EXCERPT TO READ>

——

Friday, August 13, 2010

Rings

Mario and I have the same phone...with the same ringtones. There are quite a few choices of ringtones,  but they're all pretty standard. When we got our phones, Mario decided that he wanted every person in his phone to have their own ringtone. Which meant that if I want to hear my phone ring, I need to use one of the few ringtones that he doesn't use. That left me with the duck ringtone. My phone quacks.

Monday I met with a friend for lunch. As we were walking back to my car, she stops and starts leaning around and looking around me. I start turning around trying to figure out what she's looking at. As I did I realized my phone was ringing, so I picked it up and just stared at her. She finally says "I hear a duck. I think there's a duck behind you. Where is it?" She was completely serious. That's when we both looked at my ringing quacking phone. "Oh, I totally thought there was a real duck." I just laughed and said "Cause there's going to be a duck in the middle of the Vons parking lot right? "

Needless to say, I've been looking for a better ringtone. Plus I don't know if I want a duck quacking while I'm talking to a client. I've been looking around for something that would work. A few years back I had the theme song from Sanford and Son...I loved that ring! It was my favorite! Part of me wants to use that one again if I could find it, but no luck so far.

While I've been looking for my own ringtone, occurred to me that the ringtone Mario selected for when I call him sucked. It's like a spooky Halloween music. I'm not sure if I should be offended really. But if you're gonna play the mean scary music for the mean scary wife, then really play it up.

So, I've been looking for a ringtone for me and Mario. I haven't found anything that tickles my pickle. However, I found the perfect ring for when I call Mario's phone. Of course they have the "your wife is calling. You must be in trouble buddy. blah blah blah" That's really not me. I rarely pull the bitch card on Mario, so it seems like a waste. Instead, I found the perfect ringtone. Of course it exudes nothing but class and respect.

Last night after Mario fell asleep, I grabbed his phone and downloaded this perfect ring. I was going to wait and call him at work, but then I remembered there is absolutely no phone reception in his office...very disappointing. I would love to have caught him in a meeting or even when it was nice and quiet. Plus, I wanted to see his face when he heard it, so I called him as he was leaving the house today.

He stared open mouthed with a slight smile on his face as the phone said...

"It's a big tittie alert, it's a big tittie alert, someone with big titties wants to talk to you, get your vitamin D!"

Yeah like I said it's all class when it comes to me. We'll see how long it takes before he changes the ringtone.

——

PROVIDED RECORDS>
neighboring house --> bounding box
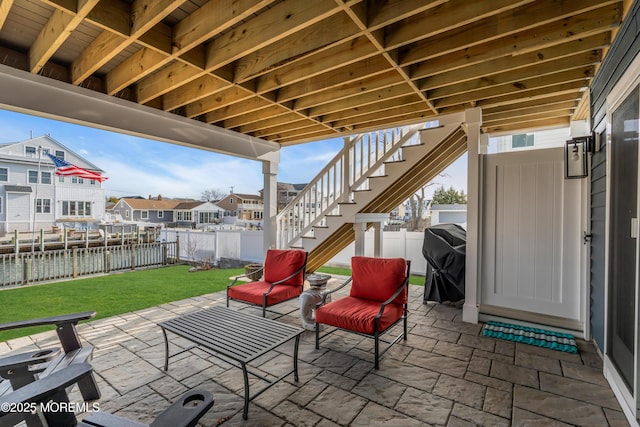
[260,182,307,210]
[217,193,264,221]
[0,135,105,235]
[113,195,179,224]
[431,204,467,225]
[112,195,224,228]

——

INSTRUCTION 1>
Answer these from the ringtone post:
(a) Which ringtone was left for the writer's phone?
(b) Whose theme song did the writer once have as a ringtone?
(c) Why couldn't the writer call Mario at work?
INSTRUCTION 2> Pick up the ringtone post after its final line and keep writing it.

FINAL RESULT 1>
(a) The duck ringtone, so the phone quacks.
(b) The theme song from Sanford and Son.
(c) There is no phone reception in his office.

FINAL RESULT 2>
Thursday, August 12, 2010

Randomness

Every night as I'm falling asleep, I come up with great blog ideas. When I sit down to actually write them...I can't remember even remotely what those great ideas were. It's making me mad too! I'll lay there giggling about it and think "oh I'll remember and write about it tomorrow." Who knows how funny they would really be in the light of day, but at least it's a blog right?

In the mean time I've been hanging out at the diner working away. We might have been nominated for Ramsey's Kitchen Nightmares...very excited. Rene was a bit hesitant when the casting people called but we talked her into filling out the paperwork. I think it's a great opportunity. This place and everyone here really needs a kick in the butt. They are all partially in denial and partially overwhelmed with all that really needs to be done. So fingers crossed people!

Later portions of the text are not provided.